Quoted text
══════════════════════════════

Choosing the right self-employed retirement plans depends on your income, business structure, and savings goals. As a self-employed individual, you have several options, each with unique benefits, such as high contribution limits, tax advantages, or flexibility.
Below, we break down the key features of different retirement options for self-employed individuals to help you determine which plan best suits your needs.
Key takeaways
- A Solo 401(k) allows both employer and employee contributions, offering the highest contribution limits and Roth options.
- A SEP IRA is a flexible option for those with fluctuating income since it has no annual contribution requirement.
- A SIMPLE IRA is ideal for self-employed individuals with employees, requiring employer contributions but offering easier management.
- A Roth IRA provides tax-free withdrawals in retirement, making it a great long-term savings tool within income limits.
- A Defined Benefit Plan allows high-income self-employed individuals to make large tax-deductible contributions, offering a structured, pension-like retirement income.
Note that the examples in this article are for illustrative purposes only. For personalized tax and legal advice tailored to your situation, consult a financial advisor or tax professional to ensure compliance and optimize your retirement strategy.
Solo 401(k)
Best for high earners seeking maximum contributions
- Allows both employee and employer contributions
- Higher contribution limits than individual retirement accounts (IRAs)
- Offers Roth and traditional options
Solo 401(k) is ideal for self-employed individuals or business owners with no employees (except a spouse) who want high contribution limits and both traditional and Roth tax options.
How it works
A Solo 401(k) works like a traditional 401(k) but is designed for self-employed individuals with no employees (except a spouse). You contribute both as an employee and employer, allowing for higher savings. You can choose to pay taxes now (Roth) or later (traditional), giving you flexibility in how your retirement savings are taxed.
Potential tax benefits
A Solo 401(k) helps lower your taxable income since contributions are tax-deductible. Your savings grow tax-free until retirement, and Roth options let you withdraw money tax-free later. As both employer and employee, you can maximize tax benefits.
Contribution limits
A Solo 401(k) is one of the most powerful self-employed retirement accounts, allowing you to contribute both as an employer and an employee, maximizing tax-advantaged savings.
- Employee contribution: Up to $23,500 in 2025 (or $31,000 if you’re 50 to 59 Individuals who are 50 to 59 by the end of the calendar year can make annual catch-up contributions of up to $7,500. Under SECURE 2.0, employees aged 60 to 63 can make higher catch-up contributions. In 2025, the limit increased to $11,250 from $7,500. ).

══════════════════════════════

Extracted data
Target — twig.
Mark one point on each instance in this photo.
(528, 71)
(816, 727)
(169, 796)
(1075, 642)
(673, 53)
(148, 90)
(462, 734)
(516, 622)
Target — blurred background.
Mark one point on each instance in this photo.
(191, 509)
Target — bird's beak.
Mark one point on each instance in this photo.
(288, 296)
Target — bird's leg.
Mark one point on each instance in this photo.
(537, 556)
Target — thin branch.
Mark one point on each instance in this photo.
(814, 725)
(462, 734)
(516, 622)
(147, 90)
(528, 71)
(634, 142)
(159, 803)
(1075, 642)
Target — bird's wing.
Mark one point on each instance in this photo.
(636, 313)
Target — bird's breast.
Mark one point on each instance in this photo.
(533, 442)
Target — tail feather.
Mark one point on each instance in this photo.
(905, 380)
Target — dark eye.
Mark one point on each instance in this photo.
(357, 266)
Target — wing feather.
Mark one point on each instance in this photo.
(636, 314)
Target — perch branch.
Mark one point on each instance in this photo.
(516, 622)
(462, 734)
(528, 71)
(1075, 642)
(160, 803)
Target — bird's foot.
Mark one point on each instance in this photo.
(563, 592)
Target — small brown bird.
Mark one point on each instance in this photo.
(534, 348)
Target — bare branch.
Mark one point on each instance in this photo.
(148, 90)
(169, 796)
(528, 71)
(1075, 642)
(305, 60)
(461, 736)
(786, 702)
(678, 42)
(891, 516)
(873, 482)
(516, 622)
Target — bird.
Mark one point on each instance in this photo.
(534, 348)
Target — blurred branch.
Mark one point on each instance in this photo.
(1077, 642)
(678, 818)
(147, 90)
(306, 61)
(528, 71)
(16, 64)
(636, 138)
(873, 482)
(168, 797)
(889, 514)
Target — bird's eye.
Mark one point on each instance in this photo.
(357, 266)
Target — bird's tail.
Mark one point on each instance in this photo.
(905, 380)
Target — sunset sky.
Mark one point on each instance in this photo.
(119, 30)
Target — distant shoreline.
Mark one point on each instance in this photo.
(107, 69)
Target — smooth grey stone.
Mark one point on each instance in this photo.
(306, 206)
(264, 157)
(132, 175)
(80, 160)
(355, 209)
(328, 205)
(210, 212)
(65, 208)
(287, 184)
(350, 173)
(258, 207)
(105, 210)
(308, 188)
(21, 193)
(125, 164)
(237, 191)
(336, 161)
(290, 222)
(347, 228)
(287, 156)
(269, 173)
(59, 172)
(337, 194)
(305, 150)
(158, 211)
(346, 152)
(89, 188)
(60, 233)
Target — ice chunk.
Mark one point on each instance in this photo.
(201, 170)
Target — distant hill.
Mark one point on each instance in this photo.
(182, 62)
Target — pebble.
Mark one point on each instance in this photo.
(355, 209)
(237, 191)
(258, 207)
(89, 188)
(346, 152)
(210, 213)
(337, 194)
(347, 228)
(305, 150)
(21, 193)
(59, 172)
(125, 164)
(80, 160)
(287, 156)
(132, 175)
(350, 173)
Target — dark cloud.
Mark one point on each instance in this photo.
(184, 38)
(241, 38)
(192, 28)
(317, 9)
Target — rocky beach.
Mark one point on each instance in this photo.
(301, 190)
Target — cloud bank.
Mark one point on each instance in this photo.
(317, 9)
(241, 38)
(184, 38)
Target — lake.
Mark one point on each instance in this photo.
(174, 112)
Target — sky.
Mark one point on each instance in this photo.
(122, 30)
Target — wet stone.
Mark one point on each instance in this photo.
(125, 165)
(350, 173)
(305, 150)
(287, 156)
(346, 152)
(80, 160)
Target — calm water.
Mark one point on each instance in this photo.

══════════════════════════════

Work required
Return, word for word, the passage of the article on self-employed retirement plans that opens with the words containing "Note that the" and closes with "your retirement strategy.".

Result
Note that the examples in this article are for illustrative purposes only. For personalized tax and legal advice tailored to your situation, consult a financial advisor or tax professional to ensure compliance and optimize your retirement strategy.